## Required tasks
**A.** In the article about local heroes, which sport did Chance Bishop go back to playing after his injury?
**B.** Carry on the article about local heroes, picking up after its final sentence.

## Excerpted passage
Heroes sometimes are chosen
Published 8:52 am Tuesday, February 17, 2015
Our community is full of heroes both big and small. Some wear uniforms and run into harm’s way while others go about their day quietly.
Bailey “Chance” Bishop a 14-year-old Vicksburg native was hospitalized for more than a month after a gruesome car crash in October 2013 that killed his brother Brice and injured six others.
Bishop spent the next three months confined to a hospital bed and a scooter with a badly injured leg that showed no signs of getting better. After three months, doctors said they would have to amputate his right leg.
One month after losing his leg, Chance Bishop tried on his first prosthesis around the same he competed in the Run Through History race. It was an inspiring scene to many runners to see Chance make his way to the finish line.
The accident has completely altered the family’s day-to-day life. Instead of dwelling on the future, Jillean Bishop and her son began to cherish the present.
It’s also how she got Chance to return to his old love — basketball.
The YMCA invited Bishop to come back to play the last season he missed due to his injury.
He’s serving as an inspiration to those around Vicksburg with similar injuries.

## Provided material
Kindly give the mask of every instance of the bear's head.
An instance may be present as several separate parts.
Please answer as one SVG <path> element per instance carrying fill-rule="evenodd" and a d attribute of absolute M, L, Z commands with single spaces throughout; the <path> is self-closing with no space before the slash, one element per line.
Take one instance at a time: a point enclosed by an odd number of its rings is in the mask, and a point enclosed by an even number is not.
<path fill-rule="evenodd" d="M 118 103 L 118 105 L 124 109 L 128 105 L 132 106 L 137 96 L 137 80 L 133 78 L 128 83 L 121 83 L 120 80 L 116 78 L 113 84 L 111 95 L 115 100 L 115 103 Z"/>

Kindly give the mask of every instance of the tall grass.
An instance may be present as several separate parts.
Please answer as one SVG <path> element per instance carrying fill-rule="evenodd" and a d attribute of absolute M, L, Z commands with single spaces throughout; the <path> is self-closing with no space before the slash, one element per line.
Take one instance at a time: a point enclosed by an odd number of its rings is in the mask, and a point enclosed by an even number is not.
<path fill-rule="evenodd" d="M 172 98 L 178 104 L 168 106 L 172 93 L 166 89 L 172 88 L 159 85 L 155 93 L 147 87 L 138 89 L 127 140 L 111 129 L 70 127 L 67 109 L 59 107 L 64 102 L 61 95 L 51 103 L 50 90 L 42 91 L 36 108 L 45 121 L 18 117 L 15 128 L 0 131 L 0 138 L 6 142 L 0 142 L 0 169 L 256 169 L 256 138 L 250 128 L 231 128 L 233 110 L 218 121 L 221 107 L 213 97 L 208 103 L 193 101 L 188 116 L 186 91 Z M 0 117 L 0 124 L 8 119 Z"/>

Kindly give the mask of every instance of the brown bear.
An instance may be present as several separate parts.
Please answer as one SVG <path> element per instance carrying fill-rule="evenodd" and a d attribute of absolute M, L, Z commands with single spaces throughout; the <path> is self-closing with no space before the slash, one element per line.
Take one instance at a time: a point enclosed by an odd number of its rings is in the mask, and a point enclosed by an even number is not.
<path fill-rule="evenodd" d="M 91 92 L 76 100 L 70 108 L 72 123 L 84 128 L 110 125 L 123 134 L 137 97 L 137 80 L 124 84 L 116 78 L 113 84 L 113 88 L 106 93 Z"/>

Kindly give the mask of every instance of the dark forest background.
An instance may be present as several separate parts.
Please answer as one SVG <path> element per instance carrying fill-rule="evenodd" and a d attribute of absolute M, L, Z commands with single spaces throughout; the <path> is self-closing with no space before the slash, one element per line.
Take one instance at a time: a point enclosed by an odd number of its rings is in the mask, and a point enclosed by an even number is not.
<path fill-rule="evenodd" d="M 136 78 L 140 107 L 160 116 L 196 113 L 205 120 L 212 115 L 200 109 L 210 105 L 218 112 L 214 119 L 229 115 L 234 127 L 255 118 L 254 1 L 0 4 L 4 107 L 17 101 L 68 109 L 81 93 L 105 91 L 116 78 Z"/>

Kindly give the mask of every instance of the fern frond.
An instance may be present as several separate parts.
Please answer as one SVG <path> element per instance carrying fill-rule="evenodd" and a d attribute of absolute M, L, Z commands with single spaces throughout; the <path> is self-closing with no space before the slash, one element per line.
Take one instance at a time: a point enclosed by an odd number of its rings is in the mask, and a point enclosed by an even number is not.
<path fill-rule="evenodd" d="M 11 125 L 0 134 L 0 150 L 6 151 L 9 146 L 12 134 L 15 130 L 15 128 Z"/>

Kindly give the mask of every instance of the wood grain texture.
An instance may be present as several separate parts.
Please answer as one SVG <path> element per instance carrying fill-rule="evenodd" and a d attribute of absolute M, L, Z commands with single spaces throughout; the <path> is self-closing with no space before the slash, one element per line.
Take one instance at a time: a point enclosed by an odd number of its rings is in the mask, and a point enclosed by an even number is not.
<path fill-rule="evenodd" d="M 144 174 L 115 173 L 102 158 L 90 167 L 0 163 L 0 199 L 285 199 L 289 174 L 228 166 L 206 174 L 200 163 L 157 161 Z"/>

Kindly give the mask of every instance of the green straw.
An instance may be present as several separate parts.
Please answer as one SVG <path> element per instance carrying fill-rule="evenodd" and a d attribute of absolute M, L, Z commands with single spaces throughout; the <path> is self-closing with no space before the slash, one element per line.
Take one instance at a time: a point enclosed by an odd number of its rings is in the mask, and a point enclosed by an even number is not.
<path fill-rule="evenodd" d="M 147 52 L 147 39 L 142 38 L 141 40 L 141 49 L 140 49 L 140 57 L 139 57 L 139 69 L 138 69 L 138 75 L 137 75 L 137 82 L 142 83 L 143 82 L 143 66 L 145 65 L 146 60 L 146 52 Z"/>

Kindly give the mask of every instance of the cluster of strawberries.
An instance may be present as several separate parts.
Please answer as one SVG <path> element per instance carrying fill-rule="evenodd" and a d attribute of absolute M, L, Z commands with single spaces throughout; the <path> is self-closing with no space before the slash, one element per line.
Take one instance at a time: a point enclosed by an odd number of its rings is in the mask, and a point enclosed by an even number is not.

## Answers to the problems
**A.** Basketball.

**B.**
“When he first got (the prosthesis) I remember him telling me he wasn’t going to wear shorts. He said, I’m not wearing shorts, but it was hot and it was summer so he started wearing shorts,” Jillean said.
“We went to Taco Bell a couple of weeks ago and one of the girls came up to us and asked if we were the Bishops and we said yes. She said, ‘Well, I have a 6-year-old nephew that broke his leg playing baseball so badly that they had to amputate it, and he would never wear shorts.’ He’d seen Chance around town wear shorts, and now he wears shorts.”
It was in that moment, when the world seemed to nudge Chance toward the idea that he can inspire just by living, that he truly realized his purpose.
Chance’s story is inspiring, but the way he lives his life is inspiring to our community.